## EXERCISES:
a) In the post on XML and character data, what value is given for a leaf's shape?
b) From the post on XML and character data, set down the part that opens with the words containing "Further, I didn't" and closes with "useful among them.".
c) List every potential representation the post on XML and character data names for conceptual associations, treating the phrase about graphs as a single item.

## DOCUMENT SEGMENT:
I don't think there is any internal constraint within XML that would restrict
one to evaluating hierarchial relationships, if these were the most suitable, to
only 3 levels.   Some parsers may actually be constrained to work with a finite
level of nestedness, but I would suspect that it would be much greater than 3
deep.  I would think as is the case for object or relational modeling one could
instantiate one to many or many to one relationships as required.

My original point here was only that it is often difficult to decide how to
represent concepts that associate objects/entities/roles.  In one context it
would be appropriate to say regard a leaf as an entity, its shape as an
attribute, and ovate as a value.  However, (and again this is probably not be
the best example) in another context a leaf of the same plant might be regarded
as a attribute of yet another object/entity, perhaps a tree, and not considered
an entity on its own.  A particular implementation, such as one using XML, will
often provide a variety choices for representing the underlying ideas, but until
we model/conceptualize how the various conceptual components
interoperate/relate, a particular approach can often be difficult to evaluate or
to extend.

Further, I didn't mean to imply that all conceptual associations among character
data types would be hierarchial.  It was probably a poor choice of words on my
part and I believe such a restriction would greatly limit the range of
investigators who might be able to contribute and substantially limit the number
of taxa or morphs that could be so characterized.  There could be a large number
of potential representations, including: trees, cyclic acyclic or directional
graphs, lattices, semilattices, ordered sets, partially ordered sets, Galois
connections, tensorial decompositions, etc.  My point was that I believe we need
to identify the critical conceptual relations and their context in a "standard"
model for character data and to then formulate a language (implementation [in
XML?]) for describing the most meaningful or useful among them.

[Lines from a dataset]
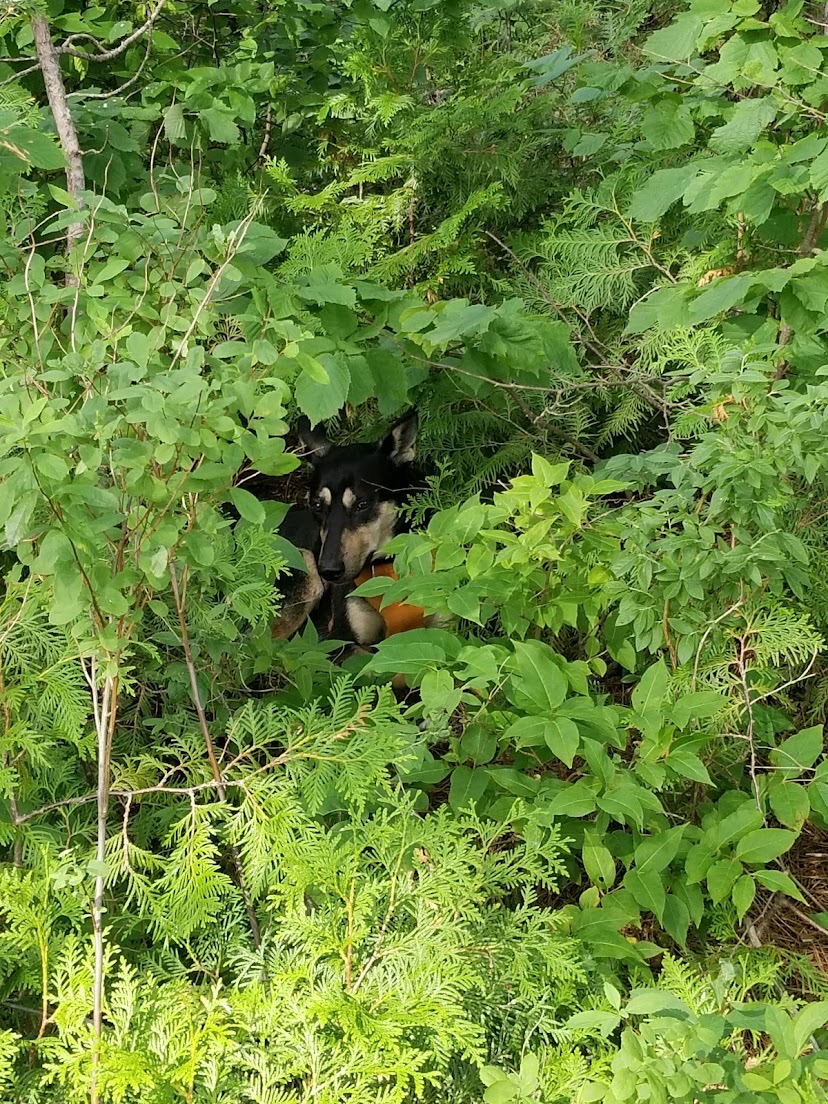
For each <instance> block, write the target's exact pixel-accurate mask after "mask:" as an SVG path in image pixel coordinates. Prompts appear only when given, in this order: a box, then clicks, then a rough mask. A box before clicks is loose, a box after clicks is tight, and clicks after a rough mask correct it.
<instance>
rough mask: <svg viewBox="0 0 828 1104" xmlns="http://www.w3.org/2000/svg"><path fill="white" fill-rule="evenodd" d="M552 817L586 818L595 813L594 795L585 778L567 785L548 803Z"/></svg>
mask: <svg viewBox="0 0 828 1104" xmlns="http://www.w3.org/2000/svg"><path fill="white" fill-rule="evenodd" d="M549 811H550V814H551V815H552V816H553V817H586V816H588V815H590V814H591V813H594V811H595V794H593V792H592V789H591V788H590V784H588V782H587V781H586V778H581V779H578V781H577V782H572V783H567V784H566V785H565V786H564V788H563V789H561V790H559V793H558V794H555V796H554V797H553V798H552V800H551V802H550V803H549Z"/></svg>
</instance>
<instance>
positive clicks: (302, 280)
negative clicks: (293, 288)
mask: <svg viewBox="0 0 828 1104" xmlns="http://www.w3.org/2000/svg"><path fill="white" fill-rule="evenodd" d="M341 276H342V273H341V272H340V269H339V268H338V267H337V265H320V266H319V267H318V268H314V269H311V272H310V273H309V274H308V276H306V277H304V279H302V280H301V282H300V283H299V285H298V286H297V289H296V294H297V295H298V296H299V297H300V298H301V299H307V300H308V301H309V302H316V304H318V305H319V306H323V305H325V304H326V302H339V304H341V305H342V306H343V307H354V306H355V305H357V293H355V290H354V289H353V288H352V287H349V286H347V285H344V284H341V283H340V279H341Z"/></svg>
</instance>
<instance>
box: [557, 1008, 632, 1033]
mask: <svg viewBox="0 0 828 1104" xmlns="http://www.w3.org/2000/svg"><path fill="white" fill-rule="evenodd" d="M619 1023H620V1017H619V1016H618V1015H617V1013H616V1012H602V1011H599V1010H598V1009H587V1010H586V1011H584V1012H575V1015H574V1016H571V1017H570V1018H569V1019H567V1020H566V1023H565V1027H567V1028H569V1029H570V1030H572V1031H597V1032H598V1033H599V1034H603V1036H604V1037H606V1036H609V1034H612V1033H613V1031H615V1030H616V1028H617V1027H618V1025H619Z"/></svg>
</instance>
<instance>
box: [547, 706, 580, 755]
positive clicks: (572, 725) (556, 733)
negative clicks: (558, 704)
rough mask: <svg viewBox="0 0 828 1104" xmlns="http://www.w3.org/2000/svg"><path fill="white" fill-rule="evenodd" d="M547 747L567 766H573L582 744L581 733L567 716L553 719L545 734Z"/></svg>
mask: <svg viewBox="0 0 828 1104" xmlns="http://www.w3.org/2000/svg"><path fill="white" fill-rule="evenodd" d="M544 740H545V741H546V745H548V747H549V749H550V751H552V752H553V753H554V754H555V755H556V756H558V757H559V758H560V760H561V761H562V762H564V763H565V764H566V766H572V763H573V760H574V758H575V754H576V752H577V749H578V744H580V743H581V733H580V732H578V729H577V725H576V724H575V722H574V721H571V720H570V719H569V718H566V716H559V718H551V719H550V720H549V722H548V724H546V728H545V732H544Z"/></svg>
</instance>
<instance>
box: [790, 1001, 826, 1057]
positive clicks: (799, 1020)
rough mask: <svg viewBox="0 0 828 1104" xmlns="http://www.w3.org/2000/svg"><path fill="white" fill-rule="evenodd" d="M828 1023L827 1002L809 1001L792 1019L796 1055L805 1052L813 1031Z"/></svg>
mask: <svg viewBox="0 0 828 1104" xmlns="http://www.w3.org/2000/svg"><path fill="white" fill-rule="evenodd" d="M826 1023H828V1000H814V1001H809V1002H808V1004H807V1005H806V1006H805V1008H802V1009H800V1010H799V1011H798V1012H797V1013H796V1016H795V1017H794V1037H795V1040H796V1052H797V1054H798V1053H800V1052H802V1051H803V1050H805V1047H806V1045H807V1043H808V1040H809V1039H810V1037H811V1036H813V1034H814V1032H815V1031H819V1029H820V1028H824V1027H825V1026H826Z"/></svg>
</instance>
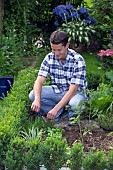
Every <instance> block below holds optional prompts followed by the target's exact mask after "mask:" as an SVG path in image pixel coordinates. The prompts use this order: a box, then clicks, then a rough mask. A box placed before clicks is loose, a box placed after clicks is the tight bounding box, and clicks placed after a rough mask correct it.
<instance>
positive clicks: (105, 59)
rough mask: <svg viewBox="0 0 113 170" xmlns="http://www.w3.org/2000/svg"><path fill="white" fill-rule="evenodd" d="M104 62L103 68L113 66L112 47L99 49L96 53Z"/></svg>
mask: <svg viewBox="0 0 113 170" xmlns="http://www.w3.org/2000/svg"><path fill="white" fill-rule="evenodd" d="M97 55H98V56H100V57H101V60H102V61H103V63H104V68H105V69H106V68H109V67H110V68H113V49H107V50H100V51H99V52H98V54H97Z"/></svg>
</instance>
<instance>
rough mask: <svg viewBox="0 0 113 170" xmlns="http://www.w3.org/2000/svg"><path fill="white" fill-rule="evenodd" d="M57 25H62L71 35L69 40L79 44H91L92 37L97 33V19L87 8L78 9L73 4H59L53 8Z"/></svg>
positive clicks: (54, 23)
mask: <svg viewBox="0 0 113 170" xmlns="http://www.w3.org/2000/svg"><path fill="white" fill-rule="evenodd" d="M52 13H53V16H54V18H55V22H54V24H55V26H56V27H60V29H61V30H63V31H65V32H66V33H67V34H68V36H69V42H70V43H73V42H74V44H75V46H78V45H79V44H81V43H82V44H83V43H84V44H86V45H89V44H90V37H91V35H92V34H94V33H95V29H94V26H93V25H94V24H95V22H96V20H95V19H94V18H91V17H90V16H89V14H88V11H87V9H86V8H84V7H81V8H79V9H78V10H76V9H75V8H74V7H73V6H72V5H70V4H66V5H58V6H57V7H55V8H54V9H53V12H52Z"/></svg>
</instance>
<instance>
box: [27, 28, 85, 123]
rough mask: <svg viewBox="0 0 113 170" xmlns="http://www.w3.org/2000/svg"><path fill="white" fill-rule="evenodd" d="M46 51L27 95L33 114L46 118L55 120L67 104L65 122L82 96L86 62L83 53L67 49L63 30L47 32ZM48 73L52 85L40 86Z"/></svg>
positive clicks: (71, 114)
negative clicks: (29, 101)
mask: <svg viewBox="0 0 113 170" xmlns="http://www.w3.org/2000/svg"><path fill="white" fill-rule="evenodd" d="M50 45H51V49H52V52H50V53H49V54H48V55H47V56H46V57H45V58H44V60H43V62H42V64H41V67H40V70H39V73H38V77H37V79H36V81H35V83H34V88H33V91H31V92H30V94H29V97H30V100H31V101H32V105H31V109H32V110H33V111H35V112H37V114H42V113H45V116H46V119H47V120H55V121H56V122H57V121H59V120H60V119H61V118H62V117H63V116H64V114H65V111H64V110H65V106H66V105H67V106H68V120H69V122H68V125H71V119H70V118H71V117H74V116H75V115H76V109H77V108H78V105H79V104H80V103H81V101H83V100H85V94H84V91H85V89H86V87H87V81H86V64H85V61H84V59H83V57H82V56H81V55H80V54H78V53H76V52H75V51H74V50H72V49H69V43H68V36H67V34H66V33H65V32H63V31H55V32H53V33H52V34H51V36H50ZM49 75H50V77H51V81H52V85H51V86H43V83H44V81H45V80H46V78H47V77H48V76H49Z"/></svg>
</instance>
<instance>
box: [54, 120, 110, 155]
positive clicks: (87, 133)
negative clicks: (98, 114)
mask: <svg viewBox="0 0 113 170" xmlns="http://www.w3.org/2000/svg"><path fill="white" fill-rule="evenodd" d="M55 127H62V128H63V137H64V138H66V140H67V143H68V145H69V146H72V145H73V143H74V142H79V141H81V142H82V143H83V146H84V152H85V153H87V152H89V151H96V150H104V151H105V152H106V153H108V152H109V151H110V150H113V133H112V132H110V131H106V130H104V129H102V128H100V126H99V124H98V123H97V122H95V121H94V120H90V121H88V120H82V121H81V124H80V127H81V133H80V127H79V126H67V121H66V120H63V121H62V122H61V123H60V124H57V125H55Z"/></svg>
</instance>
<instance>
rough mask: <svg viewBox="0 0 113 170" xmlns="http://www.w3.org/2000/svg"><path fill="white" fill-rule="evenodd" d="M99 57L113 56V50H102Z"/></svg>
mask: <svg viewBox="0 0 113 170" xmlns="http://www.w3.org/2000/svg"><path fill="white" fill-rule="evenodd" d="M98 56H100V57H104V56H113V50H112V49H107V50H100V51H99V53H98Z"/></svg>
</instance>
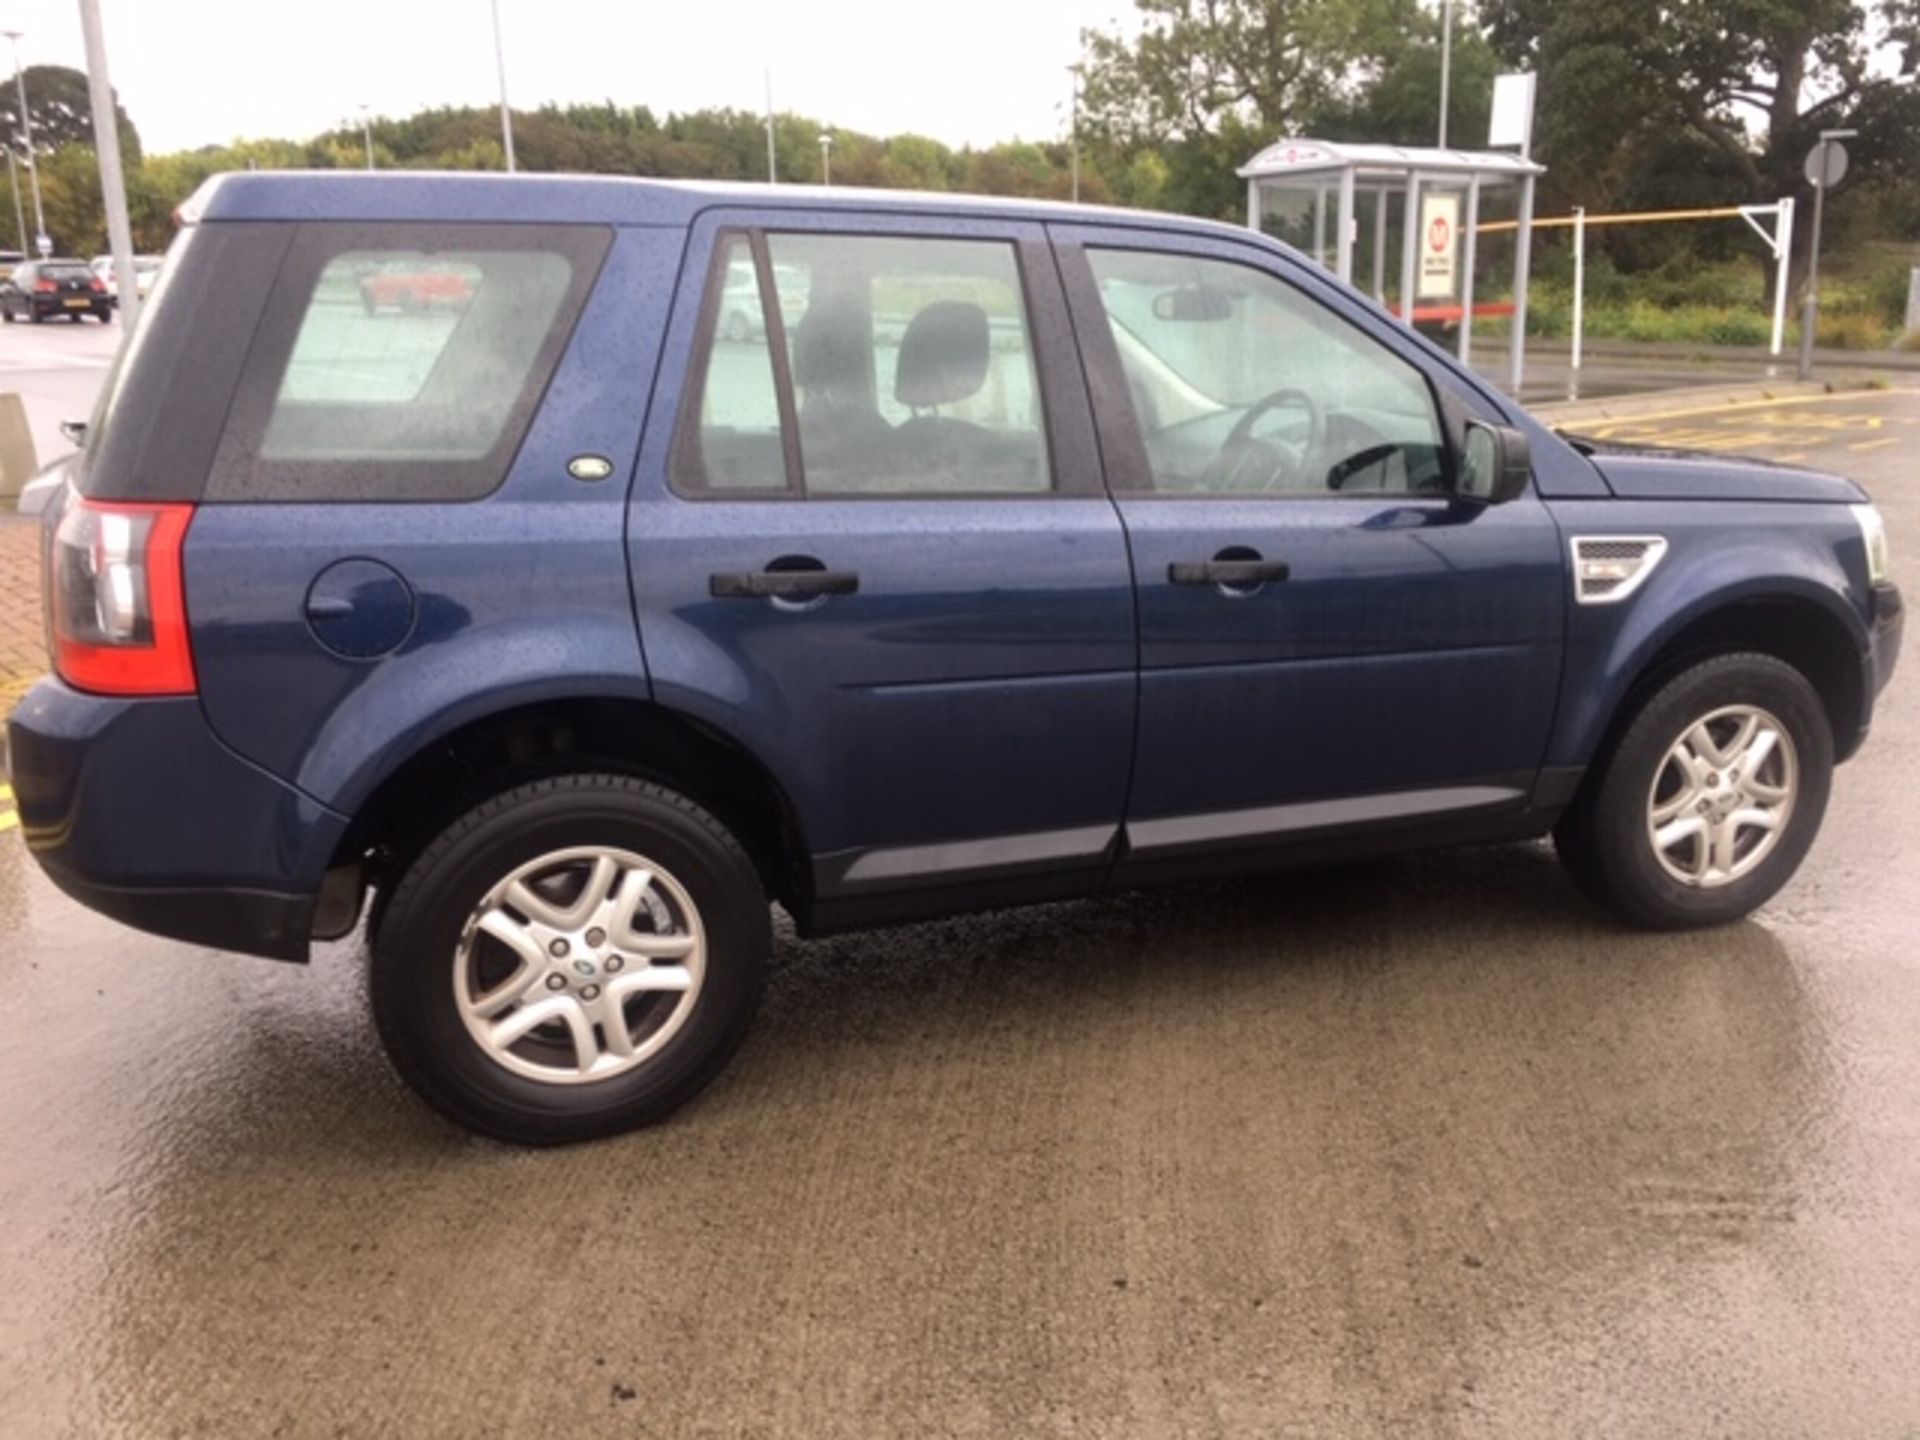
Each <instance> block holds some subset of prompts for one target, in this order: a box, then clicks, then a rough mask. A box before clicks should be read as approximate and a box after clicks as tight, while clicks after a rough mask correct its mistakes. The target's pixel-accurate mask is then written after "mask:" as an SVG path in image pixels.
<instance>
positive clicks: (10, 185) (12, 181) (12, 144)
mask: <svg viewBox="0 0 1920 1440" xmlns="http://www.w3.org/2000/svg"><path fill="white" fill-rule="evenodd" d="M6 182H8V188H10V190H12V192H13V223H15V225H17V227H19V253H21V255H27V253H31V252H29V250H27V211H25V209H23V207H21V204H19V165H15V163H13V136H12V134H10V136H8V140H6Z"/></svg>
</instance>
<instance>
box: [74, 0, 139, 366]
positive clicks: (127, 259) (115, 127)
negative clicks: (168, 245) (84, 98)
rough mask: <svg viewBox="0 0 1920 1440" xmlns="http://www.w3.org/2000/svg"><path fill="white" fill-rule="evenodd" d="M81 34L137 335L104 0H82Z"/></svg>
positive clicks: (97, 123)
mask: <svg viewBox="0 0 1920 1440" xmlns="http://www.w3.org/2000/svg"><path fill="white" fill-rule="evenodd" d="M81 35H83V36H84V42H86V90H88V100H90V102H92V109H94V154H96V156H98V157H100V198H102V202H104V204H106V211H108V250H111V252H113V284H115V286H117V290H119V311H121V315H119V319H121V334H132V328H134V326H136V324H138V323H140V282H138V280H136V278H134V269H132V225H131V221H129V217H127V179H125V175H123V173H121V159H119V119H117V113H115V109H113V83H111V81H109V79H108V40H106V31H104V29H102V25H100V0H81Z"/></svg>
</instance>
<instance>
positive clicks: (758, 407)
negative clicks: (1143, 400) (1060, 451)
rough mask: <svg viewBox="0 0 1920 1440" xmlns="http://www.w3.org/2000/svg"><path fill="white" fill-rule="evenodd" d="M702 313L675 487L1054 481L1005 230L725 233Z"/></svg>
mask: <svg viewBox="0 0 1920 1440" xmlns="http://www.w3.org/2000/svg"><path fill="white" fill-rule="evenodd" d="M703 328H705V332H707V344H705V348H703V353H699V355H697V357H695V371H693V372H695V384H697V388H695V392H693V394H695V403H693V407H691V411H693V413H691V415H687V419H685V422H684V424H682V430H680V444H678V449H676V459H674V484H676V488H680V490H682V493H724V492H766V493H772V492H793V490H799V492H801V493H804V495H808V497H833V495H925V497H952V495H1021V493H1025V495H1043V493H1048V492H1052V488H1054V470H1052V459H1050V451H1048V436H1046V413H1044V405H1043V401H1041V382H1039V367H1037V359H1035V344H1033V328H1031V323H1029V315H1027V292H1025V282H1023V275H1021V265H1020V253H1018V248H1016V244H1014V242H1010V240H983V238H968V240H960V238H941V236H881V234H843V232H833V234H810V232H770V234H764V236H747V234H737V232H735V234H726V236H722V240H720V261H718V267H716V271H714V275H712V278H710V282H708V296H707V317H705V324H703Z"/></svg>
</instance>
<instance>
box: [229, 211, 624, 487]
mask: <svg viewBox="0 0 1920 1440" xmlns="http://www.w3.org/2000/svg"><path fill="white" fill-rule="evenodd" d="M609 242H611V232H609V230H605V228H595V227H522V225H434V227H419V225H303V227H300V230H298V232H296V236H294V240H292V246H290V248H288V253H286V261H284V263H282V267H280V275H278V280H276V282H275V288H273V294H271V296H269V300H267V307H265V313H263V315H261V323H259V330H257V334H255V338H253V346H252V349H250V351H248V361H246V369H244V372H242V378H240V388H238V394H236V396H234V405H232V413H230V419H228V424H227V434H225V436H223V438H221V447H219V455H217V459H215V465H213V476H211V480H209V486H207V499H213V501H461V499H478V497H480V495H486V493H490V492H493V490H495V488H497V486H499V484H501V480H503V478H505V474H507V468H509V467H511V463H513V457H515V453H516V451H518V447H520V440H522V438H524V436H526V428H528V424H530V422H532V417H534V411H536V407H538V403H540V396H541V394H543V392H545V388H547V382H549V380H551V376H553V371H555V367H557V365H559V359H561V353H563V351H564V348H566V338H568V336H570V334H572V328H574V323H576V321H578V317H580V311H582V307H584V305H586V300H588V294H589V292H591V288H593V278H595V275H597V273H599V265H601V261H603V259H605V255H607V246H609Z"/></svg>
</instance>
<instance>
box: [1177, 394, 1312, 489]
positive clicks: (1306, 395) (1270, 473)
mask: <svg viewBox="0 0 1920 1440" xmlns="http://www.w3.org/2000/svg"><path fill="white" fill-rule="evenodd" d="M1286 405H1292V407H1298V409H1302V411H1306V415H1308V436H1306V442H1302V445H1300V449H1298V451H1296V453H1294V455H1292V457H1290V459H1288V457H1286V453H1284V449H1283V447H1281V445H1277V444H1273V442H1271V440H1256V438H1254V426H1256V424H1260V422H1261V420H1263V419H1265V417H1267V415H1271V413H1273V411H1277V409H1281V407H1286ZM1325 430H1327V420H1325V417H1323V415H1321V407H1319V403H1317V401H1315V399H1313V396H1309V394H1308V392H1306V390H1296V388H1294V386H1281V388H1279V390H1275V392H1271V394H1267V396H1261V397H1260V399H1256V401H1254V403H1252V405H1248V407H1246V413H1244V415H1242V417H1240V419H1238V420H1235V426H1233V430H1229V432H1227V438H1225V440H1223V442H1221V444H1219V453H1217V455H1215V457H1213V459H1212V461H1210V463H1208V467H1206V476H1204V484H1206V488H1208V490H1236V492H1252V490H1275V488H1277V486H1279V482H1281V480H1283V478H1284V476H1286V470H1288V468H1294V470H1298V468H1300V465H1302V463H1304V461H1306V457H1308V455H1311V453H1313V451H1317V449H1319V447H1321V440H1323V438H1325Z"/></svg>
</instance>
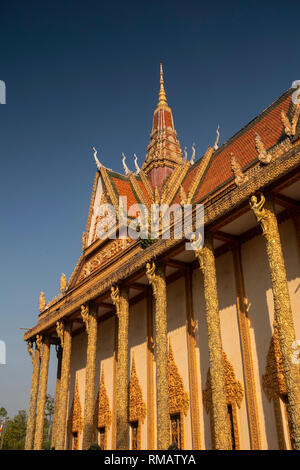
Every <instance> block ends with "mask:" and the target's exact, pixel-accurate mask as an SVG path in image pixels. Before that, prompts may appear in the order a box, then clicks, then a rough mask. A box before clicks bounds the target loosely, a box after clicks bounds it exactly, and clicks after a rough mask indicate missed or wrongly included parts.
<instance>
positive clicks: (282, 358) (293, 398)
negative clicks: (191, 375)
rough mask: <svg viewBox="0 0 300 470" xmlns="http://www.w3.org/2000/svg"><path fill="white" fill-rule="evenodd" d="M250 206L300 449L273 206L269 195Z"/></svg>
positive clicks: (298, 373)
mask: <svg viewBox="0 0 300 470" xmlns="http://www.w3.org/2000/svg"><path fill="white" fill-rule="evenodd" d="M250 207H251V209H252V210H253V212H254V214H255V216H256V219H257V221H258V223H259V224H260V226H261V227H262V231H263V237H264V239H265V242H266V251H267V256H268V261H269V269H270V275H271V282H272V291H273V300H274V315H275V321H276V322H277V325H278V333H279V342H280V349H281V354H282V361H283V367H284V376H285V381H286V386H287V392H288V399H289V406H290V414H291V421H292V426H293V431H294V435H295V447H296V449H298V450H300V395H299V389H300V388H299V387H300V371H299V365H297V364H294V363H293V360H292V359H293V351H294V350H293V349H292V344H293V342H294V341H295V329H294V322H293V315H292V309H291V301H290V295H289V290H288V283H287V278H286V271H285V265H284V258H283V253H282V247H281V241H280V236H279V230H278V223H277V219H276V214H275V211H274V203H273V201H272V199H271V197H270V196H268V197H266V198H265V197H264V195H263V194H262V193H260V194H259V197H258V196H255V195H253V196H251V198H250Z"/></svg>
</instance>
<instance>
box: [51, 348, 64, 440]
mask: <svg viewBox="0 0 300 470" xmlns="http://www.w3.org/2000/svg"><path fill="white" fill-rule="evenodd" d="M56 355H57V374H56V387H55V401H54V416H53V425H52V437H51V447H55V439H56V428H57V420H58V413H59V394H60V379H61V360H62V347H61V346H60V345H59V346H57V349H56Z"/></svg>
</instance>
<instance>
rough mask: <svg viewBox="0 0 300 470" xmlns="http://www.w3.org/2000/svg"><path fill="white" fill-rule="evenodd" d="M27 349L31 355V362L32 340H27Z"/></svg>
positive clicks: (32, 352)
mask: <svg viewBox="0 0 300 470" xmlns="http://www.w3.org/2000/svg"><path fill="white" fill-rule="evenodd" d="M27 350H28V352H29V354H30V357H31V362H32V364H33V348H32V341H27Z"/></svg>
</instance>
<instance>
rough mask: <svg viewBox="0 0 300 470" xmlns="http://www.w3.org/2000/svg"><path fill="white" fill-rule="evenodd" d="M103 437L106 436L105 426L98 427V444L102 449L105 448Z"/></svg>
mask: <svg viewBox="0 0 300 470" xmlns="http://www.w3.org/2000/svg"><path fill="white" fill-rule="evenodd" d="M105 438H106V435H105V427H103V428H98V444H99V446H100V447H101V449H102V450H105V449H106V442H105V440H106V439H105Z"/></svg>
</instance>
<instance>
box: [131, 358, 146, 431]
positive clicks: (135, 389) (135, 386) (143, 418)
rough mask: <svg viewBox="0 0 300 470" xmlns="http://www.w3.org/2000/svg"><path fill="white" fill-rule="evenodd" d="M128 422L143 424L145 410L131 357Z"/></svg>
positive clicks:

## SOLVED PROBLEMS:
a) Ovate.

b)
Further, I didn't mean to imply that all conceptual associations among character
data types would be hierarchial.  It was probably a poor choice of words on my
part and I believe such a restriction would greatly limit the range of
investigators who might be able to contribute and substantially limit the number
of taxa or morphs that could be so characterized.  There could be a large number
of potential representations, including: trees, cyclic acyclic or directional
graphs, lattices, semilattices, ordered sets, partially ordered sets, Galois
connections, tensorial decompositions, etc.  My point was that I believe we need
to identify the critical conceptual relations and their context in a "standard"
model for character data and to then formulate a language (implementation [in
XML?]) for describing the most meaningful or useful among them.

c) trees; cyclic acyclic or directional graphs; lattices; semilattices; ordered sets; partially ordered sets; Galois connections; tensorial decompositions